**WRITTEN EXERCISE:** Print out each record below, unaltered and complete, without its images.

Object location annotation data
* BEGIN *
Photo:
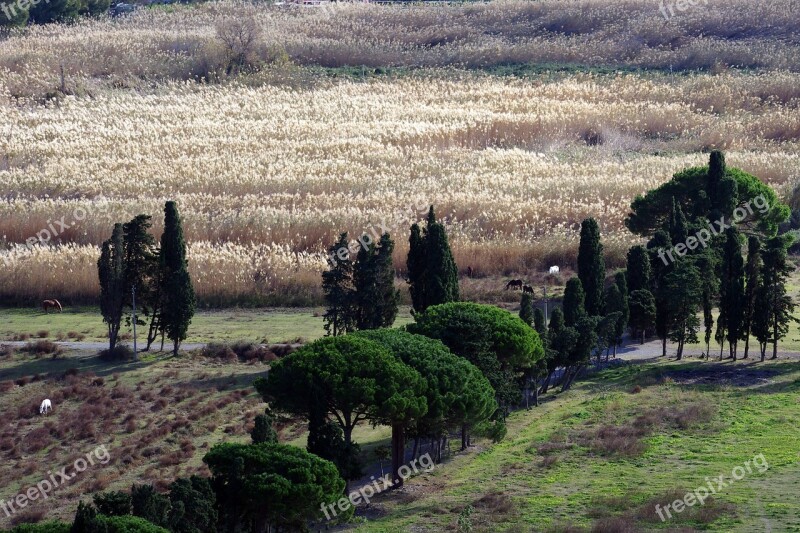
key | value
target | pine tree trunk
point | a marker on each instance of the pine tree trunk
(546, 383)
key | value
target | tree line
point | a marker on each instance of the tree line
(132, 266)
(728, 256)
(18, 13)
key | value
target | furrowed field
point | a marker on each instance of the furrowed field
(267, 176)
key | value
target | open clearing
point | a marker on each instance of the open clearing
(555, 466)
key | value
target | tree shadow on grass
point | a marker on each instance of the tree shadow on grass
(53, 368)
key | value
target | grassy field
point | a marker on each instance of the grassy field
(601, 455)
(255, 325)
(534, 125)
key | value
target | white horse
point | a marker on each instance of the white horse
(46, 406)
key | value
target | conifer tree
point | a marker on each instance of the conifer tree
(111, 273)
(376, 299)
(615, 305)
(638, 270)
(337, 287)
(177, 292)
(432, 271)
(643, 312)
(753, 277)
(591, 266)
(540, 323)
(731, 304)
(526, 309)
(660, 241)
(621, 281)
(774, 307)
(686, 290)
(706, 263)
(573, 303)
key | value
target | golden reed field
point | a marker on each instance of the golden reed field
(268, 167)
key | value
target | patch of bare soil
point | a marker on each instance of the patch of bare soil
(734, 375)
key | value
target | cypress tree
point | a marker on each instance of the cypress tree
(376, 299)
(638, 269)
(591, 266)
(775, 307)
(178, 298)
(141, 271)
(731, 304)
(660, 241)
(111, 274)
(416, 264)
(388, 295)
(706, 263)
(526, 309)
(337, 287)
(573, 304)
(643, 312)
(621, 281)
(753, 277)
(678, 227)
(540, 323)
(615, 305)
(263, 430)
(442, 270)
(432, 271)
(685, 287)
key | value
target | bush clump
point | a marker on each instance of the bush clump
(120, 353)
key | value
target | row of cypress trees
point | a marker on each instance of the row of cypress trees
(360, 292)
(741, 272)
(132, 265)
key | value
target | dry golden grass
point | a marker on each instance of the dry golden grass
(182, 44)
(100, 124)
(266, 177)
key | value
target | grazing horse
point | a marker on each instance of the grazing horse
(46, 406)
(48, 304)
(514, 284)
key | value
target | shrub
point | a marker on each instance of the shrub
(113, 503)
(29, 517)
(120, 354)
(40, 348)
(44, 527)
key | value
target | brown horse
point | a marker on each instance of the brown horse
(514, 284)
(51, 304)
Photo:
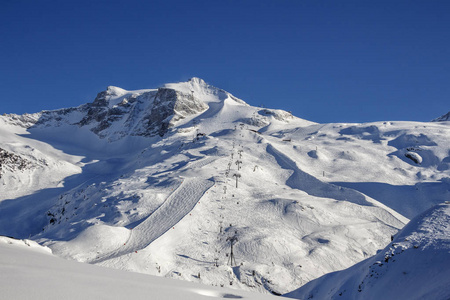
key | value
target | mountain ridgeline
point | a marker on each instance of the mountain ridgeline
(187, 181)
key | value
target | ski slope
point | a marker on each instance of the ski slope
(176, 206)
(302, 199)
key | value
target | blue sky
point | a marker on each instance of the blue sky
(326, 61)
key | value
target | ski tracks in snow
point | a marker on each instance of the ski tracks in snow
(176, 206)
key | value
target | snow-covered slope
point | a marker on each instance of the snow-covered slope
(413, 266)
(29, 271)
(162, 181)
(443, 118)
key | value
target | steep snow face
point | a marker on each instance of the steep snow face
(161, 181)
(29, 271)
(412, 266)
(443, 118)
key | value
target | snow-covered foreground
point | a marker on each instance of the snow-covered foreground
(415, 265)
(29, 271)
(163, 181)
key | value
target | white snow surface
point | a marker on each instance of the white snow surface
(300, 199)
(413, 266)
(29, 271)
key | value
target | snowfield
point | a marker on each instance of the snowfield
(29, 271)
(413, 266)
(160, 181)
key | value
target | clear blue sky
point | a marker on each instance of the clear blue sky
(326, 61)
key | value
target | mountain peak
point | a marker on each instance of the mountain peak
(442, 118)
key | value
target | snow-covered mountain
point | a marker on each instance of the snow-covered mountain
(413, 266)
(443, 118)
(165, 181)
(29, 271)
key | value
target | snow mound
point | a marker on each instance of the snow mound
(442, 118)
(27, 273)
(413, 266)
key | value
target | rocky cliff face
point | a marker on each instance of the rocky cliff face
(443, 118)
(116, 113)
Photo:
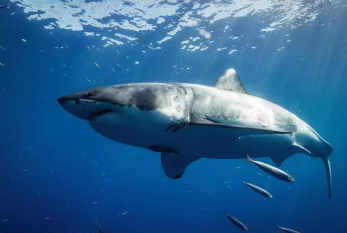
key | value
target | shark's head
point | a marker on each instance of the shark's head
(126, 113)
(91, 104)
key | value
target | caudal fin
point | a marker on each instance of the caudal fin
(328, 171)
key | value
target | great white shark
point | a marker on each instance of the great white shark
(185, 122)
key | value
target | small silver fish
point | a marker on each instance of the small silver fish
(278, 173)
(5, 6)
(259, 190)
(236, 222)
(99, 227)
(287, 229)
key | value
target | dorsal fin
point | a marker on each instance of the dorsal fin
(230, 81)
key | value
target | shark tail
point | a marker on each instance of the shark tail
(328, 171)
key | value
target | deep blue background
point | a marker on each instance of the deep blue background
(58, 175)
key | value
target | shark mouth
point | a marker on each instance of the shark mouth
(93, 116)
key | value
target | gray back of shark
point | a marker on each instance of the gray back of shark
(186, 122)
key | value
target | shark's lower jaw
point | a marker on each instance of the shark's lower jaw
(93, 116)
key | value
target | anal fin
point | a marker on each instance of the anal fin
(174, 165)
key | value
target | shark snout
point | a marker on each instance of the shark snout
(81, 105)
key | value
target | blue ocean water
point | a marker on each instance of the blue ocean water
(58, 175)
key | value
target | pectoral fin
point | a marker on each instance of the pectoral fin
(174, 165)
(239, 130)
(328, 171)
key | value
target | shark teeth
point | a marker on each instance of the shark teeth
(98, 114)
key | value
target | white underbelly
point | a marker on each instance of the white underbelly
(150, 129)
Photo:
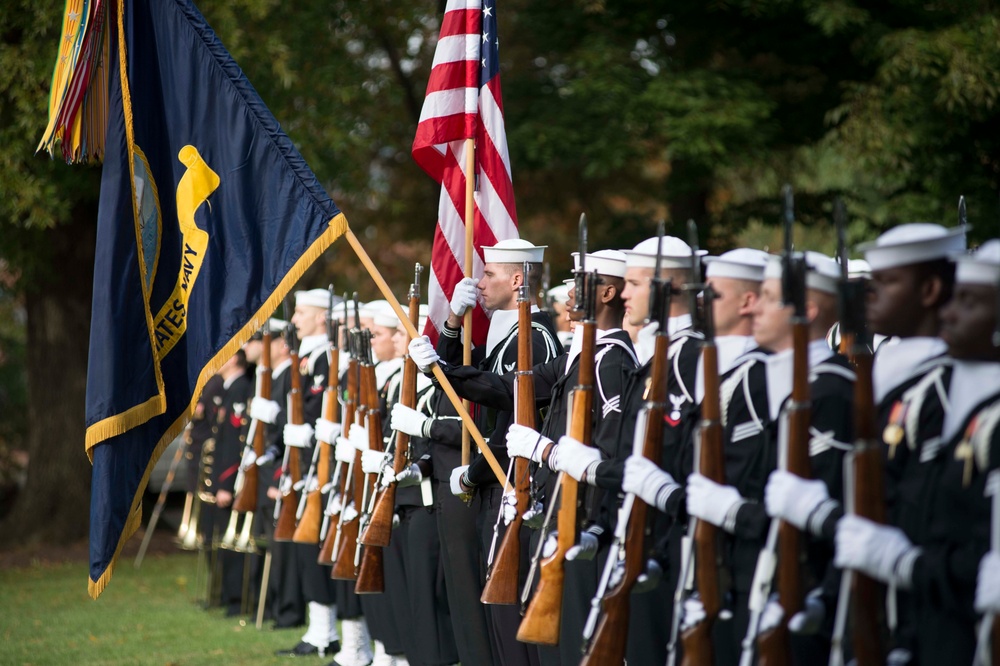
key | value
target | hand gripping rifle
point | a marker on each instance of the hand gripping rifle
(379, 528)
(774, 646)
(542, 620)
(288, 501)
(368, 559)
(245, 501)
(354, 411)
(311, 510)
(697, 640)
(606, 631)
(863, 482)
(335, 500)
(502, 577)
* END *
**ANSWER TO THE EXERCISE:**
Photo:
key | value
target | pine tree trunk
point | a marker on each instance of the pine tree trunk
(546, 383)
key | value
target | tree line
point | a marker on each instance of the tree line
(132, 266)
(728, 256)
(18, 13)
key | value
target | furrowed field
point | a marker on each instance of the furrowed field
(267, 176)
key | value
target | open clearing
point | a marker on each instance of the open clearing
(555, 466)
key | value
target | tree shadow on grass
point | a marker on each instance of the tree shadow on grass
(53, 368)
key | value
target | grassy field
point | a marker on each instance of the grassy field
(601, 455)
(255, 325)
(534, 125)
key | value
target | white horse
point | a marker on each instance of the white horse
(46, 406)
key | value
target | conifer tree
point | a marker on each instance of the conifer tree
(111, 273)
(376, 299)
(615, 305)
(638, 270)
(337, 287)
(177, 292)
(432, 271)
(643, 312)
(753, 277)
(591, 266)
(540, 323)
(731, 304)
(526, 309)
(660, 241)
(621, 281)
(774, 307)
(686, 290)
(706, 263)
(573, 303)
key | value
target | golden reed field
point | a marker on each instance of the golden reed field
(268, 167)
key | value
target | patch of bare soil
point | a marker on each instance of the patch of bare soil
(734, 375)
key | value
target | cypress tree
point | a marker on each instance of the cypress tree
(376, 299)
(638, 269)
(591, 266)
(775, 307)
(178, 298)
(141, 271)
(731, 304)
(660, 241)
(111, 274)
(416, 264)
(388, 295)
(706, 263)
(526, 309)
(337, 287)
(573, 304)
(643, 312)
(621, 281)
(753, 277)
(678, 227)
(540, 323)
(615, 305)
(263, 430)
(442, 270)
(432, 271)
(685, 287)
key | value
target | bush clump
point | a marker on each instance of the bush clump
(120, 353)
key | value
target | row of cypress trees
point | a marker on each instance of the row of cypress trees
(360, 292)
(741, 272)
(132, 265)
key | value
target | dry golden grass
point | a marker on each instance of the dry golden grass
(182, 44)
(100, 124)
(266, 177)
key | value
target | grazing horse
point | a marker on each instance of the grazing horse
(46, 406)
(48, 304)
(514, 284)
key | value
target | shrub
point | a marker on each instance of the shrub
(113, 503)
(29, 517)
(120, 354)
(40, 348)
(44, 527)
key | value
target | brown horse
point | a marker on each instance of the brown horse
(514, 284)
(51, 304)
Photo:
key | value
target | mountain ridgeline
point | a marker on each instance of the mountain ridgeline
(187, 181)
key | value
target | ski slope
point | a marker on each instance of the ski slope
(176, 206)
(302, 199)
key | value
target | blue sky
point | a marker on each instance of the blue sky
(326, 61)
key | value
target | ski tracks in snow
point | a marker on each instance of the ski tracks in snow
(176, 206)
key | value
target | snow-covered slope
point | a marker on each instance of the snow-covered slope
(413, 266)
(29, 271)
(162, 181)
(443, 118)
key | value
target | steep snow face
point | a marker on each instance of the steep snow face
(161, 181)
(29, 271)
(412, 266)
(443, 118)
key | value
target | snow-covered foreground
point | a marker on each instance of the snow-covered foreground
(415, 265)
(29, 271)
(163, 181)
key | value
target | white snow surface
point | a marker on each instance of the white snow surface
(300, 199)
(413, 266)
(29, 271)
key | value
target | snowfield
point | a marker on each instance of the snowfield
(29, 271)
(413, 266)
(160, 181)
key | value
target | clear blue sky
point | a marker on each instance of the clear blue sky
(326, 61)
key | value
target | mountain peak
point | a marker on each instance of the mountain peak
(442, 118)
key | value
target | snow-covered mountain
point | a marker on each instance of the snow-covered mountain
(413, 266)
(443, 118)
(165, 181)
(29, 271)
key | value
target | snow mound
point | a marker on each instance of the snow mound
(442, 118)
(27, 273)
(413, 266)
key | value
target | rocky cliff face
point | a marker on each instance of the rocky cliff face
(443, 118)
(116, 113)
Photo:
key | value
target | shark's head
point | a marker on each instance of the shark's head
(126, 113)
(91, 104)
key | value
target | caudal fin
point | a marker on each instance of the caudal fin
(328, 171)
key | value
target | great white shark
point | a marker on each instance of the great white shark
(185, 122)
key | value
target | small silver fish
point | a marker on each instance of the small silver fish
(278, 173)
(5, 6)
(259, 190)
(236, 222)
(99, 227)
(287, 229)
key | value
target | dorsal fin
point | a marker on each instance of the dorsal fin
(230, 81)
key | value
target | shark tail
point | a marker on each instance of the shark tail
(328, 171)
key | value
target | deep blue background
point | a marker on each instance of the deep blue background
(58, 175)
key | value
target | shark mouth
point | a marker on each instance of the shark mouth
(93, 116)
key | value
target | gray back of shark
point | a marker on each instance of the gray back of shark
(186, 122)
key | value
target | shark's lower jaw
point | a marker on each instance of the shark's lower jaw
(93, 116)
key | value
target | anal fin
point | a marker on each instance of the anal fin
(174, 165)
key | value
target | shark snout
point | a marker on each instance of the shark snout
(81, 105)
key | value
target | blue ocean water
point | a marker on each instance of the blue ocean water
(58, 175)
key | value
target | pectoral fin
point | a marker on each instance of the pectoral fin
(174, 165)
(239, 130)
(328, 171)
key | value
target | shark teeth
point | a marker on each instance of the shark teeth
(98, 114)
key | value
target | white underbelly
point | a marker on each instance of the white underbelly
(150, 129)
Photo:
key | value
target | hand gripping rifle
point | a marker on each instance of the hand gripping rifle
(379, 528)
(774, 646)
(542, 620)
(288, 501)
(368, 559)
(245, 501)
(354, 411)
(311, 510)
(697, 640)
(606, 631)
(863, 482)
(335, 500)
(502, 577)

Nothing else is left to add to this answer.